*Required work:*
Reproduce the data in its entirety, exactly as supplied.
[[ Information provided open ]]
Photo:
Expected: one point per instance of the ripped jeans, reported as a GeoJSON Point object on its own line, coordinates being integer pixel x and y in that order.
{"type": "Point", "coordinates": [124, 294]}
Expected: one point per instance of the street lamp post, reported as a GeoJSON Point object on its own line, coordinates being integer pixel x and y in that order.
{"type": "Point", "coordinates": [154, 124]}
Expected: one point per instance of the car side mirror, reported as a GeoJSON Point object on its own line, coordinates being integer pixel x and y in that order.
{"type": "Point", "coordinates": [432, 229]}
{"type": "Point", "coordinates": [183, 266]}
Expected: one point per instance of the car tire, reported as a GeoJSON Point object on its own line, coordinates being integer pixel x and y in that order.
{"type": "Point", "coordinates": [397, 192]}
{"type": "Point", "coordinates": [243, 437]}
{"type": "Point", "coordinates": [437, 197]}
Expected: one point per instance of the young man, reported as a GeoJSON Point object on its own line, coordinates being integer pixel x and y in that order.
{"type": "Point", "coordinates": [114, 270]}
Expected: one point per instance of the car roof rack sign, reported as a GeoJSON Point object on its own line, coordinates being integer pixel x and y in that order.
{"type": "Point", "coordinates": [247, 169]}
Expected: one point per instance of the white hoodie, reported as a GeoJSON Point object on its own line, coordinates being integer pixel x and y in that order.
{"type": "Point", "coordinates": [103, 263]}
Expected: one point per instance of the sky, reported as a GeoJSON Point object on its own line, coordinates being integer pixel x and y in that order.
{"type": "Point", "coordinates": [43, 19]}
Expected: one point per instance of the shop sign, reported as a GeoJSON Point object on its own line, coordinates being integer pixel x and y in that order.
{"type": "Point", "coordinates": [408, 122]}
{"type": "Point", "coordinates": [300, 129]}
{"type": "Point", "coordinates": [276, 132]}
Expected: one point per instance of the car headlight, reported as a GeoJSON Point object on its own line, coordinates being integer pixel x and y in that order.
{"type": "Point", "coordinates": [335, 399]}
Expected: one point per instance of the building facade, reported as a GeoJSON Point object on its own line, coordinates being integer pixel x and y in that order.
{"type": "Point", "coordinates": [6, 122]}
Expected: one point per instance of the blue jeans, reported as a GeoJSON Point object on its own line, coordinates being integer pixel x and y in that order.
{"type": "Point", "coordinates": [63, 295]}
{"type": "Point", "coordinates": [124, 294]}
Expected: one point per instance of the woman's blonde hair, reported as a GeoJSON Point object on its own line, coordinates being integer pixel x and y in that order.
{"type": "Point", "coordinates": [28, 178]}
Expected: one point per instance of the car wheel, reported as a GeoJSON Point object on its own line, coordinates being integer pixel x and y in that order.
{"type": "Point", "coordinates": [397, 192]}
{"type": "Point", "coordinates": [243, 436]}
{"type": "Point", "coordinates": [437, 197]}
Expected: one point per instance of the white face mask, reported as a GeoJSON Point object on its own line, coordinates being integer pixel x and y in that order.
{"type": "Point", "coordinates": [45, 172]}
[[ Information provided closed ]]
*Your solution:*
Photo:
Expected: one point per instance of the ripped jeans, reported as a GeoJSON Point object on its own line, coordinates being integer pixel x and y in that order.
{"type": "Point", "coordinates": [124, 294]}
Expected: one point per instance of the street lamp post, reported as a GeoJSON Point object on its own line, coordinates being integer pixel x and y in that order.
{"type": "Point", "coordinates": [154, 124]}
Expected: one point per instance of the car side mirror, reported as a GeoJSON Point object on its own line, coordinates being integer pixel x and y in that order.
{"type": "Point", "coordinates": [432, 229]}
{"type": "Point", "coordinates": [183, 266]}
Expected: one point per instance of the car tire, reported as a GeoJSON Point object on its own line, coordinates being integer pixel x and y in that order.
{"type": "Point", "coordinates": [397, 192]}
{"type": "Point", "coordinates": [243, 437]}
{"type": "Point", "coordinates": [437, 197]}
Expected: one point per instance of the young man, reported as a GeoJSON Point object on its own line, coordinates being integer pixel x and y in that order.
{"type": "Point", "coordinates": [114, 270]}
Expected: one point per instance of the car roof rack sign, reported as a GeoJSON Point object on its own line, coordinates being integer pixel x and y in that order.
{"type": "Point", "coordinates": [247, 169]}
Expected: one point per instance of the white hoodie, reported as a GeoJSON Point object on its own line, coordinates being integer pixel x and y in that order.
{"type": "Point", "coordinates": [103, 263]}
Expected: one point per instance of the sky, reported as a GeoJSON Point object on its own line, coordinates being integer pixel x and y in that order.
{"type": "Point", "coordinates": [43, 19]}
Expected: one point per instance of the shop sign, reported as a GeoJSON Point object on its own line, coordinates being integer pixel x and y in that order.
{"type": "Point", "coordinates": [408, 122]}
{"type": "Point", "coordinates": [300, 129]}
{"type": "Point", "coordinates": [276, 132]}
Expected: one point per instance of the car headlight, reported as a GeoJSON Point object on its own line, coordinates being integer pixel x and y in that order.
{"type": "Point", "coordinates": [335, 399]}
Expected: one point per instance of the building facade, reported as a GeoJSON Point object on its own line, coordinates being integer pixel x and y in that order.
{"type": "Point", "coordinates": [6, 122]}
Expected: one point per instance of the blue jeans, reported as a GeoJSON Point object on its own line, coordinates being integer pixel x and y in that order.
{"type": "Point", "coordinates": [63, 295]}
{"type": "Point", "coordinates": [124, 294]}
Expected: one point per instance of the woman's blonde hair, reported as a GeoJSON Point object on its own line, coordinates being integer pixel x and y in that order.
{"type": "Point", "coordinates": [28, 178]}
Expected: one point per instance of the car wheel, reported as a GeoJSON Point object on its own line, coordinates being integer pixel x and y in that order.
{"type": "Point", "coordinates": [397, 192]}
{"type": "Point", "coordinates": [243, 436]}
{"type": "Point", "coordinates": [437, 197]}
Expected: one point per instance of the white face mask, reported as a GeoJSON Point object on its own line, coordinates being integer pixel x and y in that order.
{"type": "Point", "coordinates": [45, 172]}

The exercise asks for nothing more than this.